- _Provided text_:

┌──

VBO perfomance drop after some BufferData calls


We discovered strange VBO performance behaviour, when updating it’s data via glBufferDataCall with the same size but NULL pointer, and then mapping/writing new data/unmapping it.
Issue was found on G80, WinXP, 178.13 drivers.

The legend is that we decided to test some stripping issues and made simple app to test perfomance on rectangular grid of tesselated batches.
We have some limited number of VBOs (number of cells), each cell consists of array buffer and element array buffer (of about 20K simple vertices, each vertex is 24 bytes).
We have slider controlling some parameter (height, for example, or geometry form). Changing it causes VBO to be recreated without changing it’s size.

Firstly, we deleted and created VBO anew (with glDeleteBuffers and glGenBuffers calls). Everything worked fine as expected, changing this local parameter didn’t seem to affect FPS.
Then, we decided to update VBO without deleting it. For each update we do:

  1. Call glBufferData(size, NULL) (size remains the same) to avoid CPU stall
  2. Map it
  3. Write data
  4. Unmap
    Rather common scheme, I hope.

└──

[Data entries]
┌──

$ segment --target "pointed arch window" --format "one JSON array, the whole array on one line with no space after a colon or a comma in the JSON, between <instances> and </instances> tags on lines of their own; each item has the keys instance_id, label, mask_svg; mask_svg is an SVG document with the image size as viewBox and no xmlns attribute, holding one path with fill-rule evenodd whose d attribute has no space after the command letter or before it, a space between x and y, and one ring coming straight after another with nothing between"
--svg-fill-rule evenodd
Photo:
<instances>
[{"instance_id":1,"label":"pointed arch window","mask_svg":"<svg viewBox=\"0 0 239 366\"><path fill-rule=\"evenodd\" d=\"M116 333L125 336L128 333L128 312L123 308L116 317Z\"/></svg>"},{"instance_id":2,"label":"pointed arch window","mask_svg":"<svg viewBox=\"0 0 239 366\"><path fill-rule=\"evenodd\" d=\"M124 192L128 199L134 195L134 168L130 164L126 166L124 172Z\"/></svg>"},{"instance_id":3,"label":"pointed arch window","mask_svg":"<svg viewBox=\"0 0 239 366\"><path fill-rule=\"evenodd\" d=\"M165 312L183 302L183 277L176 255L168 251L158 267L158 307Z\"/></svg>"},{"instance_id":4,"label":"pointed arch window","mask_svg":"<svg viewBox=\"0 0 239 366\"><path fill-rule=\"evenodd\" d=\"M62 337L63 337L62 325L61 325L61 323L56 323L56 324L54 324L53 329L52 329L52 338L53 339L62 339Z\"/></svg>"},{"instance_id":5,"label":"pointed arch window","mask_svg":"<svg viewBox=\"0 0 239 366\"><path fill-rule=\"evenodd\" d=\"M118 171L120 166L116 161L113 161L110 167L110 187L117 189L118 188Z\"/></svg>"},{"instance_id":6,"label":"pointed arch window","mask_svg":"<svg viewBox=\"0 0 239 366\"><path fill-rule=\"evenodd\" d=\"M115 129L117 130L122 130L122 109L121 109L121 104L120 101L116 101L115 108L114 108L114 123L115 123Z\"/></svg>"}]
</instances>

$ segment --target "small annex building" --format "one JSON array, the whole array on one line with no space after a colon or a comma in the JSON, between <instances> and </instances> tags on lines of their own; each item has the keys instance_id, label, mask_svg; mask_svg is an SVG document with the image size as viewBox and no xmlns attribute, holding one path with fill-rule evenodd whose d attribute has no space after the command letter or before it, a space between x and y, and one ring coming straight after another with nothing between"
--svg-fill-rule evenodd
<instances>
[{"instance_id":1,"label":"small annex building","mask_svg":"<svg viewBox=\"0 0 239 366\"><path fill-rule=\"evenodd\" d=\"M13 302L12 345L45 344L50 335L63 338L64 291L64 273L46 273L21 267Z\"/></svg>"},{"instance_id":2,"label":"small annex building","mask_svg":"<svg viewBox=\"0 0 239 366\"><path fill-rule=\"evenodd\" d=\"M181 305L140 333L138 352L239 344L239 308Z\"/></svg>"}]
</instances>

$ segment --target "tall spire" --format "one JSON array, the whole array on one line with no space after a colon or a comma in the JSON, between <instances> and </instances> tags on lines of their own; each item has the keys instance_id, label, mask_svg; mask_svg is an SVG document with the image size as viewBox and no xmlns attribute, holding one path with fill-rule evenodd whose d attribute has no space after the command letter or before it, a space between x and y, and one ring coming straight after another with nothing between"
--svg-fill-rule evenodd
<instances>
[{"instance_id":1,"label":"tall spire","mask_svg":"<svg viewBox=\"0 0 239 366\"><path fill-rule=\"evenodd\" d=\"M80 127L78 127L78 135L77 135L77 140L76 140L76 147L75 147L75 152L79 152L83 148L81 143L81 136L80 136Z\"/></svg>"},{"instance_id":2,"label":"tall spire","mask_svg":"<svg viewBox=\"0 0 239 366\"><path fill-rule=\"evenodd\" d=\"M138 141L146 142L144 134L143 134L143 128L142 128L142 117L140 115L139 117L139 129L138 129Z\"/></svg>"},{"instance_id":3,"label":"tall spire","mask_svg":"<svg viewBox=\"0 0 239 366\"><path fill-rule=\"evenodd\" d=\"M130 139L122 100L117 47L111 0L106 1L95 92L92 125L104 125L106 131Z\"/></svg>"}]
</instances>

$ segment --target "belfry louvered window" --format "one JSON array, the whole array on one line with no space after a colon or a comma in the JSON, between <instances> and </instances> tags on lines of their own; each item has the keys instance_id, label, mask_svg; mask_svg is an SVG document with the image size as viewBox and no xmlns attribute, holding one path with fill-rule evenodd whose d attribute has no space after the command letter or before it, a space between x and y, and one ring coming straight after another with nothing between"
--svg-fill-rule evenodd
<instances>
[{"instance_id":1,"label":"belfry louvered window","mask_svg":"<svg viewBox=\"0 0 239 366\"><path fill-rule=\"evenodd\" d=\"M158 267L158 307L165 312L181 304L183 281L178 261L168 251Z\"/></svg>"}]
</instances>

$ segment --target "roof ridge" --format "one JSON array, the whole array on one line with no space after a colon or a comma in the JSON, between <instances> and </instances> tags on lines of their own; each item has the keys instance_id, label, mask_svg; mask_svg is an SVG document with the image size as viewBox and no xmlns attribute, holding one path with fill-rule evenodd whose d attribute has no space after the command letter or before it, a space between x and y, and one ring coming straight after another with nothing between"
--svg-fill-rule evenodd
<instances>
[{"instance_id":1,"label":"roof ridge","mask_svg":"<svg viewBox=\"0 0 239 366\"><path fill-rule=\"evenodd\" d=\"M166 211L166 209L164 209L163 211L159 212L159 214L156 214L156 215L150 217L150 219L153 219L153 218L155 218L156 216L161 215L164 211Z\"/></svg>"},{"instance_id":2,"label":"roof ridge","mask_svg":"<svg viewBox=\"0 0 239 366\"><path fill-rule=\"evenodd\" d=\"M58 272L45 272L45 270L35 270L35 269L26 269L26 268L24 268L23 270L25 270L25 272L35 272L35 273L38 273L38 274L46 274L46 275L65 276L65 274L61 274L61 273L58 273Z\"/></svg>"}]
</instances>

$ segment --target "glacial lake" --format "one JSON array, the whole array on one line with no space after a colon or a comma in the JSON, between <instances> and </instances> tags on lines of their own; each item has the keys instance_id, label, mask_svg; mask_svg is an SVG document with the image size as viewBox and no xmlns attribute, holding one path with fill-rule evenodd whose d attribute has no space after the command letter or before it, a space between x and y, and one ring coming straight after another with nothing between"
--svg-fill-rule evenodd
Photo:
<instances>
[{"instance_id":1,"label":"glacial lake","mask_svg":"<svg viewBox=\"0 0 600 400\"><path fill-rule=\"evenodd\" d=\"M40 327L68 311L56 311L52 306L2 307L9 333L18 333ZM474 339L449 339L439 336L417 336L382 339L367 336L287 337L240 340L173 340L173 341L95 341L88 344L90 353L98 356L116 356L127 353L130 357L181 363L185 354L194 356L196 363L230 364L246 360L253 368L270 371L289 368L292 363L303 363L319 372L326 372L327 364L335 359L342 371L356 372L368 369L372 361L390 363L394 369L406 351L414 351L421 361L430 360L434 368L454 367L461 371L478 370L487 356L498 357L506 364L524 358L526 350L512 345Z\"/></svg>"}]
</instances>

└──

- _Problem description_: According to the forum post, how many bytes does each vertex occupy? The entries were taken from a different source than the text.

- _Completed exercise_: Each vertex is 24 bytes.